Your instructions.
Extract each line from the rows below that contains the string "front". Case counts, so treat uppercase and lowercase letters as different.

---------- Records ----------

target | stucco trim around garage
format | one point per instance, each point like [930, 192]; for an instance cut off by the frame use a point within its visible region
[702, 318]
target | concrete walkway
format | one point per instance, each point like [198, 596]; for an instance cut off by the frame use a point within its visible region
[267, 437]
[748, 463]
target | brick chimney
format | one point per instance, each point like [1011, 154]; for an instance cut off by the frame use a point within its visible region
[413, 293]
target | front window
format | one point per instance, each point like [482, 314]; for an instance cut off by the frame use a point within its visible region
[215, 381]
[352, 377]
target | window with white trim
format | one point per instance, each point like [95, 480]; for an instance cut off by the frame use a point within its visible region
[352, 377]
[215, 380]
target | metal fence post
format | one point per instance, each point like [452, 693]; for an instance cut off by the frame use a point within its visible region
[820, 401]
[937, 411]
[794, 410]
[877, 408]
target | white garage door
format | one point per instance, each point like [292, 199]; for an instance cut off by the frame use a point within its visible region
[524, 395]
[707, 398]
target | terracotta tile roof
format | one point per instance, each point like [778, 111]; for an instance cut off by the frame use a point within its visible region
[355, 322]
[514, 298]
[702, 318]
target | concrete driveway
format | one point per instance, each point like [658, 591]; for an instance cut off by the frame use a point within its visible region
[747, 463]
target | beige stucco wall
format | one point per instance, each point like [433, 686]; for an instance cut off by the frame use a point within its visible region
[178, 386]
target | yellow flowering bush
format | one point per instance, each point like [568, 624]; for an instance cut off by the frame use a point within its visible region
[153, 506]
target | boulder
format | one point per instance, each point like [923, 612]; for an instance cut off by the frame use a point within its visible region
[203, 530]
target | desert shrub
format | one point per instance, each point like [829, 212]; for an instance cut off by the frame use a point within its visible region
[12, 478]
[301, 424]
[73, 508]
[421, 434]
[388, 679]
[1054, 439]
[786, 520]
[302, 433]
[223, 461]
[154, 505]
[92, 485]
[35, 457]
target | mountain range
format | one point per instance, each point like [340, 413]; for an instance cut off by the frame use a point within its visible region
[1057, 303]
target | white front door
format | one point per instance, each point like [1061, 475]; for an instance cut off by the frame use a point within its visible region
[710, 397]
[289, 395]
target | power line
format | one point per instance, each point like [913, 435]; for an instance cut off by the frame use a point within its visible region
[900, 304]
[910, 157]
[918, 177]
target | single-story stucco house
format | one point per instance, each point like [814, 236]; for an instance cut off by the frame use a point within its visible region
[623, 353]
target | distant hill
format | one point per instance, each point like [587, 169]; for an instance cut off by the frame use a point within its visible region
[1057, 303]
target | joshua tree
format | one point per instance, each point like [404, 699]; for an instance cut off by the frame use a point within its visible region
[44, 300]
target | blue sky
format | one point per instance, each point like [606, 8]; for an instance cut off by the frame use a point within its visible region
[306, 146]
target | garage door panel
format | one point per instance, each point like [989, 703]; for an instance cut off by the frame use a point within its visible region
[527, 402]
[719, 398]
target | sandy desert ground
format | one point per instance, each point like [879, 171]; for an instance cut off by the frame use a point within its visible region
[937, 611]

----------
---------- Records ----------

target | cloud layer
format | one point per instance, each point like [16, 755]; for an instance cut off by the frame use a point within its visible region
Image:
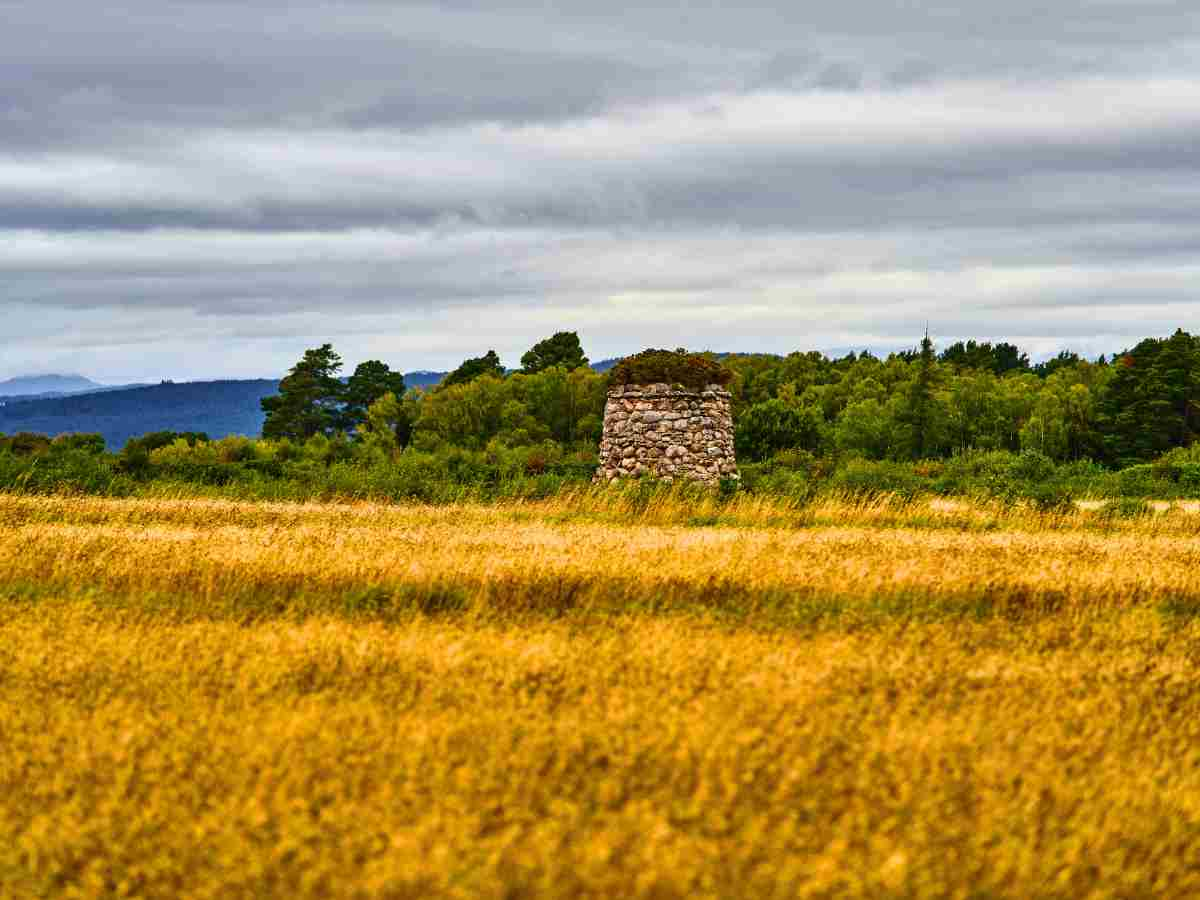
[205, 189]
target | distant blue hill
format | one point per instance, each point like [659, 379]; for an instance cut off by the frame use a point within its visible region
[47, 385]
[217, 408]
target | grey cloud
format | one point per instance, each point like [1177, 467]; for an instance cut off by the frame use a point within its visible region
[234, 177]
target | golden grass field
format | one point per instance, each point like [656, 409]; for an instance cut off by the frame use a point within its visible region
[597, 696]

----------

Written reply.
target | front window
target | white front door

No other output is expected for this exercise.